TRECHO
◇ ◇ ◇ ◇
Com essa necessidade maior de ganhar dinheiro, a UEFA surge como uma vilã, pois uma competição como a Champions League, que gera grandes lucros para a entidade, não retorna completamente aos clubes. Na última temporada, o balanço comercial da competição mostrou que o arrecadamento foi de 3.25 bilhões de euros, sendo 1.95 bilhões destinado aos clubes, dividido entre participação, performance, coeficiente do ranking da UEFA e cotas de marketing televisivo. Essa diferença ocorre por conta dos gastos por trás da UEFA Europa League, pagamentos solidários e custos administrativos.
Apesar do ciclo da temporada 2019/20 ter sido o mais lucrativo da história, as equipes não se sentem satisfeitas com o controle da UEFA e questionam os negócios. Com o fato de as ligas nacionais terem se transformado em independentes e, muitas delas, serem bastante rentáveis, anima a possibilidade das equipes poderosas em criar uma liga própria e independente também. Até porque as ligas nacionais, por mais rentáveis que estejam sendo, não são suficientes para cobrir o balanço multimilionário de algumas equipes, algumas precisam chegar na Champions League para se sustentar; mas está cada vez mais difícil chegar lá.
A competitividade atrapalha a grandeza
Uma das grandes façanhas do futebol moderno foi justamente promover a união entre equipes e estabelecer uma liga com distribuição monetária igualitária. Um dos melhores exemplos disso é a Premier League, que foi uma das pioneiras desse novo modelo de negócios. Na temporada 2018/19, por exemplo, quem ganhou mais dinheiro foi o Liverpool, com 152 milhões de libras, enquanto o último, o Huddersfield Town, acabou com 97 milhões.
Através disso, foi possível notar que muitas equipes pequenas, movidas principalmente por um grande trabalho de gestão, começaram a competir mais nesse cenário e tirar o espaço de grandes equipes. Na Itália, o Napoli e a Roma tiraram os espaços de Inter e Milan, que estavam em crise, por anos, e ainda ambos viram a Atalanta despontar no país também; chegando até numa quartas de final de UCL. Na Inglaterra, a situação se complica para o famoso Big Six, que só pode classificar quatro para a Liga dos Campeões e sempre com a possibilidade de ficar muitos de fora, como está acontecendo atualmente, com Leicester City e West Ham United dentro do G4.
Na proposta da Superliga Europeia, essas equipes grandes não ficariam de fora, chamadas de "clubes fundadores". Dentro desse pacote, pode-se ver equipes como Milan, que não disputa Champions League desde 2014, e o Arsenal, que ocupa a 9ª colocação na liga inglesa. As motivações por trás de manter todas as equipes grandes na competição envolvem o marketing, pois um Real Madrid fora da competição significa menos audiência e consumo do produto; além de satisfazer os desejos dos clubes mais ricos. Contudo, esse sistema de negócios esportivos tem influência de vários cases de sucesso na américa, mais precisamente na América do Norte.
◇ ◇ ◇ ◇
TAREFAS ESCRITAS
A. Redigite o trecho sobre a Superliga Europeia desde "Apesar do ciclo" até "difícil chegar lá.", incluindo este último.
B. Dê continuidade ao trecho sobre a Superliga Europeia a partir do ponto em que ele termina.

MATERIAL DE ORIGEM
◇ ◇ ◇ ◇
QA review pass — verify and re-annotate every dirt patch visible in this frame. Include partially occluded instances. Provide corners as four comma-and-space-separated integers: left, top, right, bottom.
◇ ◇ ◇ ◇
AS RESPOSTAS
A.
Apesar do ciclo da temporada 2019/20 ter sido o mais lucrativo da história, as equipes não se sentem satisfeitas com o controle da UEFA e questionam os negócios. Com o fato de as ligas nacionais terem se transformado em independentes e, muitas delas, serem bastante rentáveis, anima a possibilidade das equipes poderosas em criar uma liga própria e independente também. Até porque as ligas nacionais, por mais rentáveis que estejam sendo, não são suficientes para cobrir o balanço multimilionário de algumas equipes, algumas precisam chegar na Champions League para se sustentar; mas está cada vez mais difícil chegar lá.

B.
A fórmula norte-americana dos esportes
Mesmo que a cultura dos esportes americanos, como futebol americano, beisebol, basquete e hóquei, seja bem diferente da cultura que existe no futebol, o grande sucesso é algo que sempre chamará atenção. A maior liga do mundo, há tempos, é a NFL, seguida pela MLB e a NBA, e só depois delas que aparece a Premier League, na quarta colocação. Definitivamente, o fato de um esporte extremamente nacional e próprio da cultura americana ter crescido tanto dentro e fora do país é especial.
Apesar de não ser uma cópia idêntica, a ideia da Superliga Europeia tem a intenção de ranquear os times, através de jogos diretos - nem sempre com todos -, colocá-los para disputar as fases finais e, principalmente, excluir a possibilidade de as equipes mais importantes não disputarem a competição. Essa ideia também é parecida com o novo formato da Champions League, que foi apresentada pela UEFA e estreará apenas na temporada 2024/25. Com esse formato, o foco da Superliga seria valorizar as cotas de televisão, assim como acontece na NFL, onde a principal fonte de renda é do marketing, com destaque para o Super Bowl e seus comerciais grandiosos.
Porém, uma das diferenças mais gritantes das ligas americanas para a futura Superliga Europeia são os times. Na NBA, por exemplo, os 30 times da liga não são todos fortes, às vezes tem times que se classificam para as fases finais e não tem a mínima chance de vencer; na Superliga, todos seriam capazes. Mas a futura competição acredita no modelo e não nas diferenças, até por isso o banco estadunidense JPMorgan está financiando essa empreitada das equipes europeias, com direito a um pagamento de 3.5 bilhões de euros para cada equipe envolvida. A partir de todo esse contexto e da insistência das equipes em querer a competição, o futebol pode estar se encaminhando para uma nova era.